▶ [Provided passage]

☆ ☆ ☆ ☆ ☆ ☆ ☆

Linear regression models are an easy “first pass” at a classification problem because they are easy to implement and understand. There are many reasons, however, why they may not be the best choice. In this set of questions you’ll implement the least-squares classifier and evaluate its performance.

We now have our training matrix A and training labels b. We will use these to train a linear regression model

\[ x_{ls} = \mathop{\rm argmin}_x \|Ax - b\|_2^2. \]

2.1 Train the least-squares model

Solve this problem and report the value of the objective value at the least-squares solution.

2.2 Construct a classifier

Discuss how to construct a classifier from the least-squares solution \(x_{ls}\). The classifier is a function \(C(x, y)\) that takes a model vector \(x\in\Re^n\) and a feature vector \(y\in\Re^n\) (in this case, the vectorized image) and evaluates a predicted label +1 or -1.

☆ ☆ ☆ ☆ ☆ ☆ ☆

▶ [Exercise objective] Output the stretch of the least-squares classifier exercise from "We now have" through "the least-squares solution.", copied word for word.

☆ ☆ ☆ ☆ ☆ ☆ ☆

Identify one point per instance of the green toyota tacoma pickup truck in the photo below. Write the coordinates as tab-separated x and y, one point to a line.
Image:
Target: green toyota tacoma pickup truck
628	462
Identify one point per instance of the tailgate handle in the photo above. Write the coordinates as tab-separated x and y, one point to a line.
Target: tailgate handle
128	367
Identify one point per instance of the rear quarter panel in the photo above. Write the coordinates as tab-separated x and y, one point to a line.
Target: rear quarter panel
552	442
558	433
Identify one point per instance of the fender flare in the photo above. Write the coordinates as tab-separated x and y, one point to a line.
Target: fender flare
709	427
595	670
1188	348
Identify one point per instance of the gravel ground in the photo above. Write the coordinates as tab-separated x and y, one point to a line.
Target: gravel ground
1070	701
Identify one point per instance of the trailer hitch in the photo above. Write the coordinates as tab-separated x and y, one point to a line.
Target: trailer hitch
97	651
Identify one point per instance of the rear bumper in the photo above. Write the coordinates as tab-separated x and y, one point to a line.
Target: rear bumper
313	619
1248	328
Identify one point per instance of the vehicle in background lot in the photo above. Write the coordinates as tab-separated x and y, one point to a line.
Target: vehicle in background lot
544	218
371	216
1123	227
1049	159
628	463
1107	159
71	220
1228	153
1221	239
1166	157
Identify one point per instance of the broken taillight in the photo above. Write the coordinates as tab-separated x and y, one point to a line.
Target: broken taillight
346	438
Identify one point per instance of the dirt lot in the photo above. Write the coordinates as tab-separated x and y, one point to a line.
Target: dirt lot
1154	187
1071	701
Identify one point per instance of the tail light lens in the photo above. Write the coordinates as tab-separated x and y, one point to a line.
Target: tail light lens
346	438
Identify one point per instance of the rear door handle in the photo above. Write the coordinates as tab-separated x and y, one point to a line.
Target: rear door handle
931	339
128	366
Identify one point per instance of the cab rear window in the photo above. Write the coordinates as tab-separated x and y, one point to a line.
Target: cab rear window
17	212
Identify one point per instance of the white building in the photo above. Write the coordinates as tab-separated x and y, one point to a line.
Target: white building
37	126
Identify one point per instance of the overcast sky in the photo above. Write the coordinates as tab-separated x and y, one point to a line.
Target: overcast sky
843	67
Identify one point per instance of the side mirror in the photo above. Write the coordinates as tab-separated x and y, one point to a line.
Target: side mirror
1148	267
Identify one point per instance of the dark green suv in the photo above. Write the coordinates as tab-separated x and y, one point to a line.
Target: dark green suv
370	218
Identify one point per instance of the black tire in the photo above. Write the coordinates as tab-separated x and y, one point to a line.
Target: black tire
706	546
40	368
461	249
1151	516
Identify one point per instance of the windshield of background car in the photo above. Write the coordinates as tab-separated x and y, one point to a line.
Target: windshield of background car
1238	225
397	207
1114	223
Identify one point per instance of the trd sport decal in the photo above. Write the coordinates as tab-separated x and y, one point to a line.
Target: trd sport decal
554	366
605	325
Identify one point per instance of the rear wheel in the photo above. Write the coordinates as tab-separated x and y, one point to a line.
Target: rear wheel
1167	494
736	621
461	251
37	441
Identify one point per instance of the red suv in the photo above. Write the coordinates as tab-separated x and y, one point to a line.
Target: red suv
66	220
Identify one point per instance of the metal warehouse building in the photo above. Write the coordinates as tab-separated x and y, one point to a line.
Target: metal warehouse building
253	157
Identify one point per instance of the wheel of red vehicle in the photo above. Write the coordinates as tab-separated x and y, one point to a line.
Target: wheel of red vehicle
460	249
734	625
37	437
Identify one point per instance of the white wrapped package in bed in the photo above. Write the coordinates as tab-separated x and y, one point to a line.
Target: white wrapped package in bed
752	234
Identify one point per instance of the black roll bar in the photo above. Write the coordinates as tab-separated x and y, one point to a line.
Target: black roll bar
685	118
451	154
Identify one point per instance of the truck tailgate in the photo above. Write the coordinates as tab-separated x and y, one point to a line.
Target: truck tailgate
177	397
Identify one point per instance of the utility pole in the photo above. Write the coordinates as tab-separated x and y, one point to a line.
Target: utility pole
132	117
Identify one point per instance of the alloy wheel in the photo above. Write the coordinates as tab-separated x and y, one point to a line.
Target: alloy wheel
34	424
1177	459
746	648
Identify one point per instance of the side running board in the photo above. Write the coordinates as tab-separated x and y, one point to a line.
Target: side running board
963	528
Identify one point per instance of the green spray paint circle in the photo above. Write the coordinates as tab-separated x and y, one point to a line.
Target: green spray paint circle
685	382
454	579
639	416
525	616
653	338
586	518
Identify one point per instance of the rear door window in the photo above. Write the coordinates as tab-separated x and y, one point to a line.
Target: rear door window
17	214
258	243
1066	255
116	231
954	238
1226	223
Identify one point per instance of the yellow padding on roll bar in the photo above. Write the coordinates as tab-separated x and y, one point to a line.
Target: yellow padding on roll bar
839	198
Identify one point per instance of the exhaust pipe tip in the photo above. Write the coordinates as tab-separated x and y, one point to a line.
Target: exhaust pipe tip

☆ ☆ ☆ ☆ ☆ ☆ ☆

▶ [Answer below]
We now have our training matrix A and training labels b. We will use these to train a linear regression model

\[ x_{ls} = \mathop{\rm argmin}_x \|Ax - b\|_2^2. \]

2.1 Train the least-squares model

Solve this problem and report the value of the objective value at the least-squares solution.